Restate every record word for word, without the pictures.

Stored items
━━━━━━━━━━━━━━━━
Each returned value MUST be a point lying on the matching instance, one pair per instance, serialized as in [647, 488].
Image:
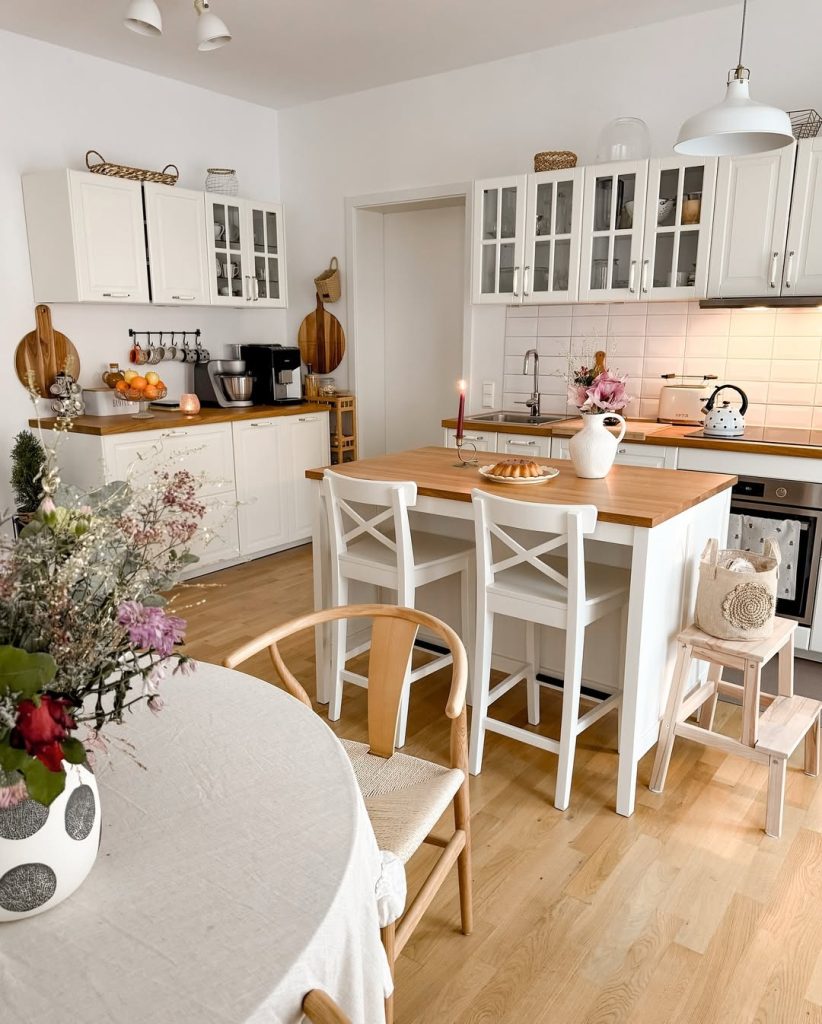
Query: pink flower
[607, 394]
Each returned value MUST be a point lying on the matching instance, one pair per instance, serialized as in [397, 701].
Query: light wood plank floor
[685, 912]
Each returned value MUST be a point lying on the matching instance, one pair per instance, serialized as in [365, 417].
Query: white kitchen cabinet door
[484, 440]
[553, 227]
[804, 261]
[306, 448]
[266, 263]
[613, 219]
[175, 223]
[499, 240]
[523, 445]
[750, 222]
[229, 272]
[110, 243]
[261, 485]
[678, 219]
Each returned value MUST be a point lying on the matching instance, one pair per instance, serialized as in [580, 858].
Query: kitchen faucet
[533, 401]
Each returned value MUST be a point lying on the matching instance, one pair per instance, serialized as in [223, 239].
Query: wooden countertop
[631, 495]
[101, 426]
[651, 432]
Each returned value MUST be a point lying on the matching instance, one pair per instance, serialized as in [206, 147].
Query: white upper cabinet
[613, 216]
[499, 239]
[175, 225]
[553, 222]
[677, 236]
[86, 238]
[750, 223]
[803, 273]
[246, 242]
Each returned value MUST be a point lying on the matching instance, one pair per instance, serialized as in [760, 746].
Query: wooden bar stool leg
[776, 796]
[482, 673]
[707, 711]
[530, 679]
[664, 747]
[812, 750]
[785, 674]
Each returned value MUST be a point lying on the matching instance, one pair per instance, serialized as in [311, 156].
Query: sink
[513, 418]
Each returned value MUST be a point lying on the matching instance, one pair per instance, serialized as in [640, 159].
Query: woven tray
[133, 173]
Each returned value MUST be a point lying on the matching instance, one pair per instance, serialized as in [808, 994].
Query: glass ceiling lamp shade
[738, 125]
[211, 31]
[143, 17]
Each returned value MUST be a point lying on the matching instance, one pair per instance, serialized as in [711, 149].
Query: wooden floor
[684, 912]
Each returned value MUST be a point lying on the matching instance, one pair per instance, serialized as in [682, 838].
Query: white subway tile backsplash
[673, 325]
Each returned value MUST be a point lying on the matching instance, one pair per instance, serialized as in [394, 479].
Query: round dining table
[236, 871]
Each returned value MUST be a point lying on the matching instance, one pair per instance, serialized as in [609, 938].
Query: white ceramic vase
[594, 448]
[46, 852]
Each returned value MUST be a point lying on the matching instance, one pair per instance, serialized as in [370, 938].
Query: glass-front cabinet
[678, 219]
[499, 239]
[553, 222]
[246, 247]
[613, 212]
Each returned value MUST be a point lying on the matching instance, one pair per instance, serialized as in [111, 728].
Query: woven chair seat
[404, 796]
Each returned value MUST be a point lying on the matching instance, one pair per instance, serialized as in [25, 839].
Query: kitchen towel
[749, 532]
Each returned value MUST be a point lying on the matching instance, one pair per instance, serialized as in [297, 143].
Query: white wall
[490, 119]
[57, 103]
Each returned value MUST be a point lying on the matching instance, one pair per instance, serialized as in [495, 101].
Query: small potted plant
[599, 395]
[28, 457]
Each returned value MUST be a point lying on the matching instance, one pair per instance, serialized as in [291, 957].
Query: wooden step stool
[769, 737]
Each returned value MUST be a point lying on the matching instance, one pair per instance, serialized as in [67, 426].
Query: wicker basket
[328, 284]
[554, 160]
[133, 173]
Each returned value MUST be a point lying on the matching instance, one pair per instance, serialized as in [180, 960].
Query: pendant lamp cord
[742, 34]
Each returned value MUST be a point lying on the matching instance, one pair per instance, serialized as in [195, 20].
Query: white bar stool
[563, 593]
[372, 542]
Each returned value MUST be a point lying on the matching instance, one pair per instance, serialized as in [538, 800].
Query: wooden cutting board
[43, 353]
[321, 340]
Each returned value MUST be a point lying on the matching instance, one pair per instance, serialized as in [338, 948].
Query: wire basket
[554, 160]
[805, 124]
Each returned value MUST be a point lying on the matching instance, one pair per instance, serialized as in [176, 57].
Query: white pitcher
[594, 448]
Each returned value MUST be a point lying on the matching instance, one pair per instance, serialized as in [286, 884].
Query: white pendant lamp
[738, 125]
[143, 17]
[211, 31]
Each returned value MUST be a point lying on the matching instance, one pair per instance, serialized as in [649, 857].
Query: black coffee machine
[275, 369]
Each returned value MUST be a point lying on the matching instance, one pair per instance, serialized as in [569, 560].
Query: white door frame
[383, 203]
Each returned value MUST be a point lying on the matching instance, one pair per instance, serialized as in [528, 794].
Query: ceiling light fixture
[738, 125]
[143, 17]
[211, 31]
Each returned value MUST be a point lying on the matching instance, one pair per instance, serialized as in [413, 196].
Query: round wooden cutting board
[43, 353]
[321, 340]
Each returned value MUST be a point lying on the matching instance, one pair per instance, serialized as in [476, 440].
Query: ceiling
[294, 51]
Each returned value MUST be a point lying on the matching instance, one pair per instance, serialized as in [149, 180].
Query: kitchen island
[653, 521]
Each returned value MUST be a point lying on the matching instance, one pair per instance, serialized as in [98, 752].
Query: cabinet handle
[789, 267]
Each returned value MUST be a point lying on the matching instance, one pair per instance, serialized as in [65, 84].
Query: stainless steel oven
[779, 500]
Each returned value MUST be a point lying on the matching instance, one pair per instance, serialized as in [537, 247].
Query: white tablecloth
[236, 871]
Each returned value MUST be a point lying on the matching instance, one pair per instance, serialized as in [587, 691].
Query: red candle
[461, 413]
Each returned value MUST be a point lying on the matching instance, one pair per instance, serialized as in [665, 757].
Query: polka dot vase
[46, 852]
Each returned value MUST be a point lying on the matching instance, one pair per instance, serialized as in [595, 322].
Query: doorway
[408, 303]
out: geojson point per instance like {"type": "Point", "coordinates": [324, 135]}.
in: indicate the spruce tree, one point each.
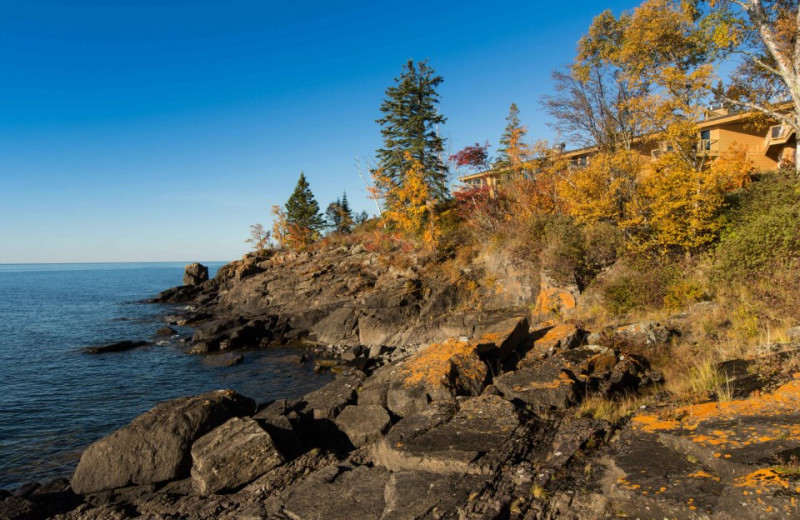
━━━━━━━━━━━━━━━━
RESULT
Each returned value MUST be a point lying on the matching instance, one pair per instance, serialized as in [647, 488].
Image:
Query: pink flower
[607, 394]
Each returned value MUST be a point lying on the matching instance, one pair per instance, serialized as in [397, 701].
Query: light wood plank floor
[685, 912]
Each returned value MUST be a point lying on the matching instance, one pair per instance, serialized as in [365, 417].
Query: white kitchen cabinet door
[484, 440]
[553, 227]
[804, 261]
[306, 448]
[266, 263]
[613, 219]
[175, 223]
[499, 240]
[523, 445]
[750, 222]
[229, 272]
[110, 243]
[261, 485]
[678, 219]
Each returned value MUST be a point lying on the matching instance, one pair per instance, serialized as in [580, 858].
Query: kitchen faucet
[533, 401]
Each returned value MUST be a point lying on the matching instance, one pair per instance, serialized as in [223, 239].
Query: wooden countertop
[631, 495]
[101, 426]
[651, 432]
Each returned value MUST be a point lying on the matching instance, one pair per instance, serialized as in [206, 147].
Query: white upper cabinet
[613, 216]
[499, 239]
[175, 225]
[553, 222]
[677, 236]
[86, 238]
[750, 223]
[803, 273]
[246, 242]
Each returned value MUST be a point lying on the matching instance, one pair per instance, serialized as in [760, 746].
Query: wooden bar stool leg
[776, 796]
[482, 673]
[707, 711]
[530, 679]
[664, 747]
[812, 750]
[785, 674]
Each returned value MUST be a point lying on the matching instance, one pair per instance, serialized as in [311, 156].
Query: sink
[513, 418]
Each returned value MUST be a point lying on the matching instance, one pair per instance, serialized as in [640, 159].
Query: woven tray
[133, 173]
Each returned value MUST be a point lying on the matching instance, one pair per instance, serialized as in [808, 994].
Query: glass ceiling lamp shade
[738, 125]
[211, 31]
[143, 17]
Each returned value MUST be a point lying on the matching instance, one pair per instance, serialized as in [711, 149].
Query: wooden floor
[684, 912]
Each returned value MUST be a point lying on the matching instance, one pair per instance, serialized as in [682, 838].
Query: white subway tile backsplash
[673, 325]
Each returned value MUST be a point lying on the matching instance, one pair per instance, serialized as in [394, 479].
Query: round dining table
[236, 871]
Each returned value MUST be a point lying on the matching instance, one pair per instance, serialized as in [609, 938].
Query: white ceramic vase
[594, 448]
[46, 852]
Each returned value MUST be a point lying on the matching instance, one pair per instance, serialized as in [370, 938].
Query: glass-front cabinet
[678, 219]
[499, 239]
[553, 222]
[246, 247]
[613, 212]
Each returned value MUST be a point lying on the matching instance, one pair per instance, serialized as in [111, 728].
Query: woven chair seat
[404, 796]
Each returned value MUST be a point lying on the matching instance, one pair per instance, serialized as in [25, 839].
Query: kitchen towel
[749, 532]
Each returned value MUST be a point lying on the matching instance, one pair per instance, serialized as in [297, 143].
Query: white wall
[490, 119]
[57, 103]
Each returned value MUST be a point lying on the matching instance, one pair per instance, serialized as in [495, 101].
Query: small potted plant
[599, 395]
[28, 457]
Each returned value MUST be a point lying on the matching instance, one pair per instance, serialized as in [291, 957].
Query: wooden step stool
[769, 737]
Each returned value MUST be a point lying on the matching instance, one pair per instance, serialized as in [67, 426].
Query: wicker basket
[328, 284]
[554, 160]
[133, 173]
Each returned value MUST be a point lying on the matching instance, one pair per instance, serialized as in [180, 960].
Query: pendant lamp cord
[742, 34]
Each returned value MUST be a point lying on the matching instance, one pair per instance, serialized as in [195, 20].
Query: white bar stool
[563, 593]
[372, 542]
Each returned value MUST be a point lying on the matching instance, one pair per instance, serialized as in [538, 800].
Query: wooden cutting board
[43, 353]
[321, 340]
Each returned value MUST be a point lying on the matching instance, one pair per instance, serialized as in [338, 948].
Query: wire basket
[554, 160]
[805, 124]
Each returned value MUST be a point lying on the matching instance, one pair per instance, serialized as in [176, 57].
Query: white pitcher
[594, 448]
Each returned value MUST be a point lying on the matching instance, one pair per instance, serialized as in [286, 884].
Query: white pendant lamp
[738, 125]
[143, 17]
[211, 31]
Each returned value MUST be a point lying on the matching instance, one pair per instance, serialized as in [649, 857].
Query: black coffee machine
[275, 369]
Each returned value MUST be a point lying on the matching instance, one pair per instance, serialized as in [569, 560].
Query: white door frame
[383, 203]
Each returned value MUST be a point lying on the matching instance, one pair per instance, serialized as in [528, 794].
Query: ceiling light fixture
[738, 125]
[143, 17]
[211, 31]
Each returned value MUST be a point lying on the matching instance, one pair per instance, serialized as in [413, 196].
Query: round wooden cutting board
[43, 353]
[321, 340]
Each returned value MUST be a point lying on the matching instance, one pair per instance, serialized as in [476, 440].
Query: ceiling
[294, 51]
Each returned value MUST be a point lying on the matching instance, one pair per instance, serialized as in [149, 180].
Query: kitchen island
[653, 521]
Each returned value MUST be a point lying on the matching instance, one pair per instance, serialized as in [98, 752].
Query: cabinet handle
[789, 267]
Each returned value MUST be a point lying on the matching instance, one pair per instance, serialized as in [65, 84].
Query: stainless steel oven
[779, 500]
Each returned value MUST be a point lying on the matching instance, one pair per instance, serialized as in [537, 247].
Query: white tablecloth
[236, 871]
Each returned value MUST be a point lying on the matching instance, one pair per instance, serialized as in [587, 691].
Query: red candle
[461, 413]
Each returned value MUST be a point lying on the matching instance, one pair per instance, serialized as in [665, 757].
Query: polka dot vase
[46, 852]
Each returned value MUST be a point lying on the matching instance, one pair per instance, serialized as in [595, 322].
Query: doorway
[408, 303]
out: geojson point per instance like {"type": "Point", "coordinates": [324, 135]}.
in: indicate the spruce tree, one point each.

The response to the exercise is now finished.